「ここ数年でトータルで30人近くが離農」「補助金があってもハードルは高い」脱サラしたコメ農家(39)が語るコメ作りの現実と怒り「コメの高騰は完全に政府のミス」
「ここ数年でトータルで30人近くが離農」「補助金があってもハードルは高い」脱サラしたコメ農家(39)が語るコメ作りの現実と怒り「コメの高騰は完全に政府のミス」

農林水産省は3日、備蓄米放出に向けた15万トン分の初回入札を10~12日に実施すると発表した。備蓄米放出の背景には異常高値が続く米価がある。

価格がここまで高騰した理由をめぐる取材では、北関東の農業県・栃木でも貴重な証言を次々と得た。♯6の前半に続き、25歳で脱サラして専業のコメ農家に転身した岡田伸幸さん(39)に話を聞いた。 

「なりたい人はまだいます。でもハードルが高い」

コメ作りで累積1億円の借金を抱えるも、昨今はようやく少しずつ利益も出るようになったというコメ農家の岡田さん。彼に近況や、備蓄米放出について聞いてみた。

「単年のマイナス額も5万円とか10万円とかそのくらいで『惜しいっ』みたいな感じになってきて。米価に左右されるので毎年ではないですが直近ではなんとか年収400万円くらいになり、コメの価格が高騰した去年は600万円くらいまで増えました。やっぱり嬉しいですよ。

備蓄米が放出されたとしても今年に関しては、去年と同じくらいの価格で推移するのかなとは思っています。またいつ価格が落ちるのかわからないですが、今くらいの価格であればやっていけるんですけどね。

あと僕みたいに脱サラしてコメ農家をやりたいって人は想像以上に多いし、実際にやり始めている人も周囲にいます。40代で脱サラしてコメ農家を始めたものの『何をやっても黒字化できない』という相談も受けますし、『あなたのところで働いて、どうやって黒字化したのか体験してみたい』と来られた方もいました」

コメ農家を志望する他業種の若手も少なくないが、参入障壁も依然として高いという。

「過去最高にコメ農家は減少していると言われていますが、なりたい人はまだいます。でも、やっぱり色々ハードルが高いんですよ。農機具を購入するための補助金はあっても、さまざまな条件を課されます。

提供資料:

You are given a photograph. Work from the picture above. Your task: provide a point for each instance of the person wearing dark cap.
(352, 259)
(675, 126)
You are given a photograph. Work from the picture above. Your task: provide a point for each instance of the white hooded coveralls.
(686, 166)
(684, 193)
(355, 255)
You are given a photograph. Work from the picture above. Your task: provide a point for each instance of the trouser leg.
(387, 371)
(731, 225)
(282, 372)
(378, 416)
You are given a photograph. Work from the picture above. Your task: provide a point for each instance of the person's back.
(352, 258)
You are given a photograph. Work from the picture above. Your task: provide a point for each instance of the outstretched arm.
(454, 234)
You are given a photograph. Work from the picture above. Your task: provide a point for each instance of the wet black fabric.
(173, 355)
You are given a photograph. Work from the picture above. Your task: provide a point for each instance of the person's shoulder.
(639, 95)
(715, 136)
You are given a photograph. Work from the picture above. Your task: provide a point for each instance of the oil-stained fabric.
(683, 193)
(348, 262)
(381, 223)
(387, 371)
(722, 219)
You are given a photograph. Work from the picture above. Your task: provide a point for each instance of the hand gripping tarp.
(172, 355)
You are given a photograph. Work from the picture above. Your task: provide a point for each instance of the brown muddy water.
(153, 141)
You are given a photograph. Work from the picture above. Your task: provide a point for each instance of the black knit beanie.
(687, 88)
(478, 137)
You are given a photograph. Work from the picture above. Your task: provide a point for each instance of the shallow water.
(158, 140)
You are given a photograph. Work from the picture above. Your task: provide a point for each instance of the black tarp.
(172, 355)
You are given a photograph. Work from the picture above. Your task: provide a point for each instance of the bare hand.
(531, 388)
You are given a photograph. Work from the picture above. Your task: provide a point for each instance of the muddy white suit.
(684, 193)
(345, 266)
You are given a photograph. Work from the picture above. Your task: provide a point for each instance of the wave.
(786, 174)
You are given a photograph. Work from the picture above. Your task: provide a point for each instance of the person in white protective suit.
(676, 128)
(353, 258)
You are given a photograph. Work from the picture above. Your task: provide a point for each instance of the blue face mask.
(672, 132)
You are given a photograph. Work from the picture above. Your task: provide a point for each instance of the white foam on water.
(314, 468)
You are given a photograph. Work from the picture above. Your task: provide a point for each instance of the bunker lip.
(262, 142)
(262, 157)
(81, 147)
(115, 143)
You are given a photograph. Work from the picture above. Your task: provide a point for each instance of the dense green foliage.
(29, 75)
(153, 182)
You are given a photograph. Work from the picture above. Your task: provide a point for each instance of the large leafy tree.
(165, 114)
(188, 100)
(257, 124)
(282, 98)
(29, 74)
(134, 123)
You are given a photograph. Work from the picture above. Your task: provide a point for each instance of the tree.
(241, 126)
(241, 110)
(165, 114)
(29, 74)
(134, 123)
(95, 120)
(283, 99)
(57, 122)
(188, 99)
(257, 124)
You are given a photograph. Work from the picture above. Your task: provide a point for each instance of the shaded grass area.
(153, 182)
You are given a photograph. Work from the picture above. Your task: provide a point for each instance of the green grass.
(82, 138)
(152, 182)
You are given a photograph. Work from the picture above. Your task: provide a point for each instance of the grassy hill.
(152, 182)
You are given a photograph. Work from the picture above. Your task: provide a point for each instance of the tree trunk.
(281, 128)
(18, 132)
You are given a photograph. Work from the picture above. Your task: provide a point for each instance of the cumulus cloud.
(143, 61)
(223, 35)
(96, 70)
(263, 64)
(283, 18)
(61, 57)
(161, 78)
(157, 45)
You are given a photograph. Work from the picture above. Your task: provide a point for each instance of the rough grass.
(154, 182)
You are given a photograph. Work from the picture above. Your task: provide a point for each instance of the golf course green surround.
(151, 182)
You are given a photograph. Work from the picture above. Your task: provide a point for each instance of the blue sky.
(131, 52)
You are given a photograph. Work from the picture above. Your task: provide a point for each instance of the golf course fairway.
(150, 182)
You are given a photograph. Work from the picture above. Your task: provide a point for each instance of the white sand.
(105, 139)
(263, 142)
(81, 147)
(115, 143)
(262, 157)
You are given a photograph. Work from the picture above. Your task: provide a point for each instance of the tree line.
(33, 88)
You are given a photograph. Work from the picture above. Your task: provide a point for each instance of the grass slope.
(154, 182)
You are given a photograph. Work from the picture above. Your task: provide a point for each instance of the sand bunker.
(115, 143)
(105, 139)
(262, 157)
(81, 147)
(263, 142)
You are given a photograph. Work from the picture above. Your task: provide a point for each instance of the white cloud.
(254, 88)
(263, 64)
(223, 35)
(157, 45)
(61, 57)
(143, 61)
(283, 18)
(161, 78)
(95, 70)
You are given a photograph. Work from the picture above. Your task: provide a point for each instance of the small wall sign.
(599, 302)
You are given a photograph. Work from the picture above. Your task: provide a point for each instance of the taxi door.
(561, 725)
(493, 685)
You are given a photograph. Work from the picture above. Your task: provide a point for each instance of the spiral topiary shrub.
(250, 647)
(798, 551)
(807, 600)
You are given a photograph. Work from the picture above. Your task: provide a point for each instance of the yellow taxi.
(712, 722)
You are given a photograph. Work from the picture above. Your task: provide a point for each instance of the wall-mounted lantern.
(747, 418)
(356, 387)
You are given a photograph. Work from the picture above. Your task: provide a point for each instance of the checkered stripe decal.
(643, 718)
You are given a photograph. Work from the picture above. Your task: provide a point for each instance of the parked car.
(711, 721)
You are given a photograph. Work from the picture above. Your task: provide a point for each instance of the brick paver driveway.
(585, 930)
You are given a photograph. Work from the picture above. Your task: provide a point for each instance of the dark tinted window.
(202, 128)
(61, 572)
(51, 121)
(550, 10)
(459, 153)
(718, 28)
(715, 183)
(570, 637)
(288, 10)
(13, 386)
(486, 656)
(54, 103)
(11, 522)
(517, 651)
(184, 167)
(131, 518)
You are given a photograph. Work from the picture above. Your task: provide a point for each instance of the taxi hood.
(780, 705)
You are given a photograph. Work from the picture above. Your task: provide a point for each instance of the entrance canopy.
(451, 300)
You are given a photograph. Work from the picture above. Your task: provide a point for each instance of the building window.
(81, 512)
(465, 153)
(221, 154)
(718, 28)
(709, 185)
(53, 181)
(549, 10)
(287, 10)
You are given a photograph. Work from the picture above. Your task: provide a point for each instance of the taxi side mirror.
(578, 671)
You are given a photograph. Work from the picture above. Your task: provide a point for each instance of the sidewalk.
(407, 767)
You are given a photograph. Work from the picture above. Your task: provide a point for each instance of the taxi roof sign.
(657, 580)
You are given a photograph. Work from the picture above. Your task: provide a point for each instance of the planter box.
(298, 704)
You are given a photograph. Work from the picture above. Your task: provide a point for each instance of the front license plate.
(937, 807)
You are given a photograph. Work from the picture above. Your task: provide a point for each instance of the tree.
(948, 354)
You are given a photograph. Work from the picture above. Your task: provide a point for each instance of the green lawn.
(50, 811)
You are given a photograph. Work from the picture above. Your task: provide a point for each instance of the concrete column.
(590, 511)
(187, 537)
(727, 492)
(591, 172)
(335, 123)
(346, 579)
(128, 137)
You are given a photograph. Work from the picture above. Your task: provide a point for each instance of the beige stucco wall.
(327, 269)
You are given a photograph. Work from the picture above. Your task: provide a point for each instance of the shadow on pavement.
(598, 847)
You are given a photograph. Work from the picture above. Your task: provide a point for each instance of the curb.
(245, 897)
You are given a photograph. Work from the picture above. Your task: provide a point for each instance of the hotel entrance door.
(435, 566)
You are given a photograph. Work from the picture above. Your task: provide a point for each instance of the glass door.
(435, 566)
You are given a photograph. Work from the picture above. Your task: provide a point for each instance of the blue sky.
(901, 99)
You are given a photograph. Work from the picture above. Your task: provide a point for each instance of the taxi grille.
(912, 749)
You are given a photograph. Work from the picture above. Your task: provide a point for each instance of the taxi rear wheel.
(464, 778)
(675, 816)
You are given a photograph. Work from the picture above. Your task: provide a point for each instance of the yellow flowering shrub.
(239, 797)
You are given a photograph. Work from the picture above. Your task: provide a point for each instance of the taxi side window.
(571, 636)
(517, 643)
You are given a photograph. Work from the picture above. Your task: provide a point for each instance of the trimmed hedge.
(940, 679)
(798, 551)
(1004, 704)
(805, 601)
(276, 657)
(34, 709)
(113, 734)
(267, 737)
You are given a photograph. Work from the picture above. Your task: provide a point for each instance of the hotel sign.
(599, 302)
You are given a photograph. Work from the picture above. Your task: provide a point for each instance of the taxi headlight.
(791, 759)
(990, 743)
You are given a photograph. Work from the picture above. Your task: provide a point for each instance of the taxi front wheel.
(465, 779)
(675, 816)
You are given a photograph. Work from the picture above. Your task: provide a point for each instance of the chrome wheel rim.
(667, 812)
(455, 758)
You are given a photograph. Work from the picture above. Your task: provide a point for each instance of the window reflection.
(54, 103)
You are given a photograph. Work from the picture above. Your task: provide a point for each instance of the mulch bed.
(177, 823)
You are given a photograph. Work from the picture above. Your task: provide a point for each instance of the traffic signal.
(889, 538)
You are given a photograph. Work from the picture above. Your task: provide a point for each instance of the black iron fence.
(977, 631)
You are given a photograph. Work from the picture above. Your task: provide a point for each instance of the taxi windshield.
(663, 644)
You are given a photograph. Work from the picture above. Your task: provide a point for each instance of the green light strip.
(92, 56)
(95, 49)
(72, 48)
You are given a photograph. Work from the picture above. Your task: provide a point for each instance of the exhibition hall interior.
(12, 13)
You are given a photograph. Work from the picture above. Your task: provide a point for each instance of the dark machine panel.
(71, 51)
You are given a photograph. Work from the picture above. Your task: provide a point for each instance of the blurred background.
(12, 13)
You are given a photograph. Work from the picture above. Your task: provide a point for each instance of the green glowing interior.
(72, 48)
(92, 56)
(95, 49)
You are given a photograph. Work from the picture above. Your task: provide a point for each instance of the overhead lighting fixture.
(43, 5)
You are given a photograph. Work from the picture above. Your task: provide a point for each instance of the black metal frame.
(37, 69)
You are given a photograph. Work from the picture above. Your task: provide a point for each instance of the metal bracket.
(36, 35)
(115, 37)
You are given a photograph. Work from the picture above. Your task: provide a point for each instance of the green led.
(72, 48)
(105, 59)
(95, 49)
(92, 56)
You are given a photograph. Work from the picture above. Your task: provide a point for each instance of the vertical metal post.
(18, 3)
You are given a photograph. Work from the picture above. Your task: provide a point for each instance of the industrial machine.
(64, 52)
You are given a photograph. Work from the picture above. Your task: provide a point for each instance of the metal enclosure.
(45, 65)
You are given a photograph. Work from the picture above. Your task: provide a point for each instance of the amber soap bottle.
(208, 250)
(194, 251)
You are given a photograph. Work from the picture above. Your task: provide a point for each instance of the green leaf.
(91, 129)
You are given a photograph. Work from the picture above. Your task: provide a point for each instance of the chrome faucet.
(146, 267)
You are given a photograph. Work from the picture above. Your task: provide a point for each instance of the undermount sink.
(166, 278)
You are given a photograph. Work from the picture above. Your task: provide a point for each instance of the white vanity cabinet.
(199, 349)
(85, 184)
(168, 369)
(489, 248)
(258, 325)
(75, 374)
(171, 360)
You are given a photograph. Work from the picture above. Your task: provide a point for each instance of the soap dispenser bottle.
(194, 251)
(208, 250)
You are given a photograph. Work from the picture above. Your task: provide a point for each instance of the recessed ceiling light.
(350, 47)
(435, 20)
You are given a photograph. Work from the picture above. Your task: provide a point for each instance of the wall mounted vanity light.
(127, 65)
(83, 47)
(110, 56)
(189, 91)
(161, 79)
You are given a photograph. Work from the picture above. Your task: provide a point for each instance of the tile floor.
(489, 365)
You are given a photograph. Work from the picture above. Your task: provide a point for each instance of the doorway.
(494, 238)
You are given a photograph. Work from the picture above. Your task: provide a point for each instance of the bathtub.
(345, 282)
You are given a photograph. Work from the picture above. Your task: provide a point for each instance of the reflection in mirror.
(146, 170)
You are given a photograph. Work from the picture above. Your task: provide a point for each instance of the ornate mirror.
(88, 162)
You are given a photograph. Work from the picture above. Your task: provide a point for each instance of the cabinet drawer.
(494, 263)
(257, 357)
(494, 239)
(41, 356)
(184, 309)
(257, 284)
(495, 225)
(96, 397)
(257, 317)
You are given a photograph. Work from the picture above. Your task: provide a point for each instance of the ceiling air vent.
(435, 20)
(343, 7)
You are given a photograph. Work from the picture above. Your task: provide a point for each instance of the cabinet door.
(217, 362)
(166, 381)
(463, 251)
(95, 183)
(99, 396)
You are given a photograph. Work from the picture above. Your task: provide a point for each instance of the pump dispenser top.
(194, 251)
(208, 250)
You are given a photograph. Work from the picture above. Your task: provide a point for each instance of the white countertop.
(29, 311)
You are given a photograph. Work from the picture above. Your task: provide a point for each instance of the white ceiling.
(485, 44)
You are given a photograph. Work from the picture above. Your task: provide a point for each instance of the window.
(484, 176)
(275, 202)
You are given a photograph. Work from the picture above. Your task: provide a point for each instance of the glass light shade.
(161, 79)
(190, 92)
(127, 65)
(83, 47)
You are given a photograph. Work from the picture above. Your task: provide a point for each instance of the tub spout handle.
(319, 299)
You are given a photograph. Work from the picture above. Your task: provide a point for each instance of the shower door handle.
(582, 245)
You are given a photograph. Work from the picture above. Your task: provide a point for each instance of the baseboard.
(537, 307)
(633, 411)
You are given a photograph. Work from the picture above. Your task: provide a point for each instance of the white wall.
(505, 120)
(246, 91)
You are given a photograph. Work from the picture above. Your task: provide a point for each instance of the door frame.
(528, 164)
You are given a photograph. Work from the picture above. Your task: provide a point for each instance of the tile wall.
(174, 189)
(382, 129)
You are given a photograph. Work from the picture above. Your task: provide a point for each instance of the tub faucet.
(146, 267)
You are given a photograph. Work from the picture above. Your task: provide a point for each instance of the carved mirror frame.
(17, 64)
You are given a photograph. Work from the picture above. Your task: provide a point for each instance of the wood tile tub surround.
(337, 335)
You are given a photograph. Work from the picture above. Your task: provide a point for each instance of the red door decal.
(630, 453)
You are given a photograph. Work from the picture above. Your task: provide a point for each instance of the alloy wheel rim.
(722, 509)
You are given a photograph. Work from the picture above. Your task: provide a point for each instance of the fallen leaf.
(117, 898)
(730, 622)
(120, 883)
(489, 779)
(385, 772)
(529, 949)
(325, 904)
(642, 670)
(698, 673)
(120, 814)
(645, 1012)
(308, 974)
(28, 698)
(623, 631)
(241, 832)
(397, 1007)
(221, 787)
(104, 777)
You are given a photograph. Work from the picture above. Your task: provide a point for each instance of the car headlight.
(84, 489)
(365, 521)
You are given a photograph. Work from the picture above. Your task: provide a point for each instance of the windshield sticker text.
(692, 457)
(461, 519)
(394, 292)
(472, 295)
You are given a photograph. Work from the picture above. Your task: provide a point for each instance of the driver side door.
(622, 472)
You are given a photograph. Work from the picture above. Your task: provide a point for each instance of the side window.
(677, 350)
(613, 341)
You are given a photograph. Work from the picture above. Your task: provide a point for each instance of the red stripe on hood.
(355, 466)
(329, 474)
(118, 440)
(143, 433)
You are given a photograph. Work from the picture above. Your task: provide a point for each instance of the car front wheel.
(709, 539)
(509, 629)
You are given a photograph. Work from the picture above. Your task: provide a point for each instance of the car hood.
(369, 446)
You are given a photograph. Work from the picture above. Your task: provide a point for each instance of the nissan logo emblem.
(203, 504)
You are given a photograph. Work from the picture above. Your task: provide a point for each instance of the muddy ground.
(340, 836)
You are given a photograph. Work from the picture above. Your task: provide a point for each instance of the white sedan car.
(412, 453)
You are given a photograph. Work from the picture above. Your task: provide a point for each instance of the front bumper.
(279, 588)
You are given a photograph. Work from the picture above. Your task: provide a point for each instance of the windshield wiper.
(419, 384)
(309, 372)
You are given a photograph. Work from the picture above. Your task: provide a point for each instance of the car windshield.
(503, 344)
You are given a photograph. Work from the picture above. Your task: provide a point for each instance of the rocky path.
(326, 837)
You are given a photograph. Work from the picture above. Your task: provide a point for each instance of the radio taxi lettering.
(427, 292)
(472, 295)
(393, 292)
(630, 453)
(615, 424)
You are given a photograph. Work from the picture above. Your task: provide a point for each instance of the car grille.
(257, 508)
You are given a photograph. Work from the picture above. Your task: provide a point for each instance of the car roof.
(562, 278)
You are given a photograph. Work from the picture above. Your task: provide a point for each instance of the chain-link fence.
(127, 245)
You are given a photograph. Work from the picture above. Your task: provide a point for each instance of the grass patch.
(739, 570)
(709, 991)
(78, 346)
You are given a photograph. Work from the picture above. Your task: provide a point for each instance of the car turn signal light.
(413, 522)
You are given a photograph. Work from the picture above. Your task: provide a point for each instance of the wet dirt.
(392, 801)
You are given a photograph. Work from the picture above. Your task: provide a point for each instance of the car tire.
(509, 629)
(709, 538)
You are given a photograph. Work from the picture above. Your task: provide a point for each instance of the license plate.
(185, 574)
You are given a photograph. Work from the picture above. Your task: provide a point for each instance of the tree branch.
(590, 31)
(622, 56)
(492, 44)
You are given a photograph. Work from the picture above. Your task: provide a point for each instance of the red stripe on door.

練習問題:
**a)** 読解文で、コメ農家を志望する人にとって「ハードルが高い」とされる理由として、岡田さんは何を挙げていますか。一文から三文で説明してください。
**b)** 次の記述が読解文の内容と一致するかどうかを、それぞれ「はい」か「いいえ」で答え、判断の根拠となる読解文の語句をそのまま引用してください。
(i) 岡田さんは25歳で脱サラし、専業のコメ農家になった。
(ii) コメの価格が高騰した去年、岡田さんの年収は400万円くらいだった。
(iii) 農林水産省は、備蓄米20万トン分の初回入札を実施すると発表した。
一覧は読解文とは別の資料です。

解答一覧:
**a)** 農機具を購入するための補助金はあるものの、その補助金にはさまざまな条件が課されるためです。

**b)**
(i) はい。「25歳で脱サラして専業のコメ農家に転身した」
(ii) いいえ。「コメの価格が高騰した去年は600万円くらいまで増えました」
(iii) いいえ。「15万トン分の初回入札を10~12日に実施すると発表した」